How I Made $5000 in the Stock Market

Volatility Is Back in the Stock Market. Here’s the Zen Way to Handle It.

Oct 16, 2025 01:45:00 -0400 by Elizabeth O’Brien | #Retirement #Feature

Adding some bonds and moving some assets out of tech may help if the market slumps again. (Dreamstime)

Key Points

Market volatility is back, raising the volume on a news cycle that never rests. But a well-constructed portfolio can help retirees sleep at night.

The stock market had been remarkably docile before a sharp move this past Friday. The S&P 500 fell 2.7% that day, ending a streak of 33 trading days without a move of 1% or more in the index—the longest such run since January 2020.

Investors had perhaps grown complacent about President Donald Trump’s trade war and its impact on the economy. Renewed trade tensions may shake that complacency. It’s a good time to take stock of your portfolio, says Carlton Davis, fixed-income portfolio manager at Chevy Chase Trust. “Understand if you’re positioned the way you think you are,” he says.

A big debate is whether the S&P 500 is hurtling toward another tech crash, similar to the dot-com bust at the start of the century. While no one can predict moves in the market, it would certainly suffer if tech wavers. More than 25% of the S&P 500’s market cap is in just four stocks: Nvidia, Microsoft, Apple, and Alphabet. If your entire stock portfolio is in the S&P 500, you might find that you’re too exposed to tech for comfort.

*Data extracts*.
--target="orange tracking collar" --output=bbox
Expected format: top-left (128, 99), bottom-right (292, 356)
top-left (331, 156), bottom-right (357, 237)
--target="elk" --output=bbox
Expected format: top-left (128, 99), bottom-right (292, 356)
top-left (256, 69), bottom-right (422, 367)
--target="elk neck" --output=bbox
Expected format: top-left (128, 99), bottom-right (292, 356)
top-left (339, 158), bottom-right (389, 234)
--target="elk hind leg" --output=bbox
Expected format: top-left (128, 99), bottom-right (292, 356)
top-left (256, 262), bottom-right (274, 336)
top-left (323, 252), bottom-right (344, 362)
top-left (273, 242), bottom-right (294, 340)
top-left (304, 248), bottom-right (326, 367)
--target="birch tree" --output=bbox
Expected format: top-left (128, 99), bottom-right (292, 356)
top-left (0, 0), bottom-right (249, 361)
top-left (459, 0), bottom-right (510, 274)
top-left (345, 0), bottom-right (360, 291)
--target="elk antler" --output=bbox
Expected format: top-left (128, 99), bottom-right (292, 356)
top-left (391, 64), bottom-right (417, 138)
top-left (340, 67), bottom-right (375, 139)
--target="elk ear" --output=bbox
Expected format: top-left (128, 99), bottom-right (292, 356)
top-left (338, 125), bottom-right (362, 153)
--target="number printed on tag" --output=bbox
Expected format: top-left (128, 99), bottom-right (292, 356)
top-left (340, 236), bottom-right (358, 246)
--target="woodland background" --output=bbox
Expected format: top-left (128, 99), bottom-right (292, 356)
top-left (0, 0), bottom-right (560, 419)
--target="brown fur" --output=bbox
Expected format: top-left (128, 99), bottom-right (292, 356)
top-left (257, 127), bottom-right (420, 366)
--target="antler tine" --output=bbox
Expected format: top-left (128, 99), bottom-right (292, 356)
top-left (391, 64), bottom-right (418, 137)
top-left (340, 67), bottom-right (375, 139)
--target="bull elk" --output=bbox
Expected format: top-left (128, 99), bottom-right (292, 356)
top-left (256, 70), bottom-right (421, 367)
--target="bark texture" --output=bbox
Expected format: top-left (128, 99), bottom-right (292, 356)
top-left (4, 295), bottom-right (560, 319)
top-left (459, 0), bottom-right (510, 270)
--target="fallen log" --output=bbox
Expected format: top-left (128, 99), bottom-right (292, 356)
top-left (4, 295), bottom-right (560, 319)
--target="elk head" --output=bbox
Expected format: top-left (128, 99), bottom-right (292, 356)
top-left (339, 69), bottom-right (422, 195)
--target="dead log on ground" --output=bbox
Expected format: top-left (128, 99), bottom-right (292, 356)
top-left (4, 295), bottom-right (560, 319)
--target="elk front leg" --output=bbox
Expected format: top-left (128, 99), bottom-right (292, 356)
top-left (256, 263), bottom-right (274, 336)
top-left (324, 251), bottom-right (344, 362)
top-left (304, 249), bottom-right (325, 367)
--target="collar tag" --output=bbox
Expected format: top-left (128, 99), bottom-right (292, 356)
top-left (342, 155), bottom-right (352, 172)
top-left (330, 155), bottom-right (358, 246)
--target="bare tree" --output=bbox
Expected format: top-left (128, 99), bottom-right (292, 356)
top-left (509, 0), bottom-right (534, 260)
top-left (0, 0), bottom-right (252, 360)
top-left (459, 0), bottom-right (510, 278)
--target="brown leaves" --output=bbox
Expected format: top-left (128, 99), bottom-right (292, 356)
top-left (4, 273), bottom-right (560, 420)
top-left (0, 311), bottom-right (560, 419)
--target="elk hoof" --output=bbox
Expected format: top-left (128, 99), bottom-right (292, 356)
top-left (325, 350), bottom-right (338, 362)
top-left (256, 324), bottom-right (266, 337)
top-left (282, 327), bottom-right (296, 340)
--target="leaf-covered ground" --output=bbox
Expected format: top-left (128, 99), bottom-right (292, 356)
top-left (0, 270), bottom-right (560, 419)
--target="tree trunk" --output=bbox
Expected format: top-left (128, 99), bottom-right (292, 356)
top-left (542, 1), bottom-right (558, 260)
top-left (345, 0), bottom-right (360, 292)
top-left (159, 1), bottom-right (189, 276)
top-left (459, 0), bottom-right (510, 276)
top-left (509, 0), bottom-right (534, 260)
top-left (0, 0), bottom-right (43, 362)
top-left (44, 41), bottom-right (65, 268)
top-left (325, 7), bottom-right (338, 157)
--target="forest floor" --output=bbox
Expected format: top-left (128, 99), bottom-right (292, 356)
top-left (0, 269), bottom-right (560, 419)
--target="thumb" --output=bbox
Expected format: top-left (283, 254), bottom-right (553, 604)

*Brief 1*.
Set down the text of the market volatility article above between "How I Made $5000" and "since January 2020.", inclusive.
*Brief 2*.
According to the market volatility article above, which four stocks make up more than 25% of the S&P 500's market cap?

*Answer box 1*.
How I Made $5000 in the Stock Market

Volatility Is Back in the Stock Market. Here’s the Zen Way to Handle It.

Oct 16, 2025 01:45:00 -0400 by Elizabeth O’Brien | #Retirement #Feature

Adding some bonds and moving some assets out of tech may help if the market slumps again. (Dreamstime)

Key Points

Market volatility is back, raising the volume on a news cycle that never rests. But a well-constructed portfolio can help retirees sleep at night.

The stock market had been remarkably docile before a sharp move this past Friday. The S&P 500 fell 2.7% that day, ending a streak of 33 trading days without a move of 1% or more in the index—the longest such run since January 2020.

*Answer box 2*.
Nvidia, Microsoft, Apple, and Alphabet.